D’une superficie de 44 807 km2, le PNWB est le plus grand parc national au Canada. Ce parc a été créé en 1922 afin de protéger la dernière harde de bisons des bois sauvages en liberté au monde. D’ailleurs, à ce jour, ce parc contient la plus grande population de bisons sauvages à l’échelle mondiale. Le PNWB abrite également le seul site de nidification des grues blanches, une espèce en danger, qui demeure intact. Le delta des rivières Athabasca et de la Paix, en Alberta, est l’un des plus grands deltas intérieurs au monde et le plus grand delta en zone boréale. Cet écosystème extrêmement diversifié contient de la prairie, des plaines salées, de la forêt boréale, des milieux humides et des cours d’eau. La variété de milieux humides, formés par ce delta, permet à des milliards d’oiseaux migrateurs en provenance de plusieurs voies de migration continentales d’y converger pour se reproduire.

### DONNÉES PRÉSENTÉES
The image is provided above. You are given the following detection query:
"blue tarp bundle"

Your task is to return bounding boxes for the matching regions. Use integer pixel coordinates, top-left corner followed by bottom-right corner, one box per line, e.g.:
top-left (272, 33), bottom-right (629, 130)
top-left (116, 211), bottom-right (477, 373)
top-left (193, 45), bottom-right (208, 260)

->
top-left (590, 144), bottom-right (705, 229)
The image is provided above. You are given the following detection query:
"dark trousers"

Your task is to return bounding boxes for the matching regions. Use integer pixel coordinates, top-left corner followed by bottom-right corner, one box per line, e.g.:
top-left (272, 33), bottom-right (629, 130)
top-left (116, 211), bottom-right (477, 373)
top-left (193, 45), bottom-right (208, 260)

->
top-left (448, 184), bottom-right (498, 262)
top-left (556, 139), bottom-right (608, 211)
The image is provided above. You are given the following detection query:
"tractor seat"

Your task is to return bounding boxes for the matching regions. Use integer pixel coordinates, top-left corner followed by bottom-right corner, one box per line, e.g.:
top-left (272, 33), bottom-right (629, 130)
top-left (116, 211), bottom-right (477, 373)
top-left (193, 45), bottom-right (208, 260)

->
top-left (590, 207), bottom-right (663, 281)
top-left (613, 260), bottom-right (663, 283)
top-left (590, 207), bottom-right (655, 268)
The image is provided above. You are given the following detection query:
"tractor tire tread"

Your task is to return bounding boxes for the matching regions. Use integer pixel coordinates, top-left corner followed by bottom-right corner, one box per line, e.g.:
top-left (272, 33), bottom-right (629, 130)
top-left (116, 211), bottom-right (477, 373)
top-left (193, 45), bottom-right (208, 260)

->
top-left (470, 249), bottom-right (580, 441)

### CONSIGNE
Relevez tous les types de milieux que contient, selon l'extrait sur le PNWB, l'écosystème du delta des rivières Athabasca et de la Paix. Les lignes ne servent pas pour ce travail.

### CORRIGÉ
- la prairie
- les plaines salées
- la forêt boréale
- les milieux humides
- les cours d'eau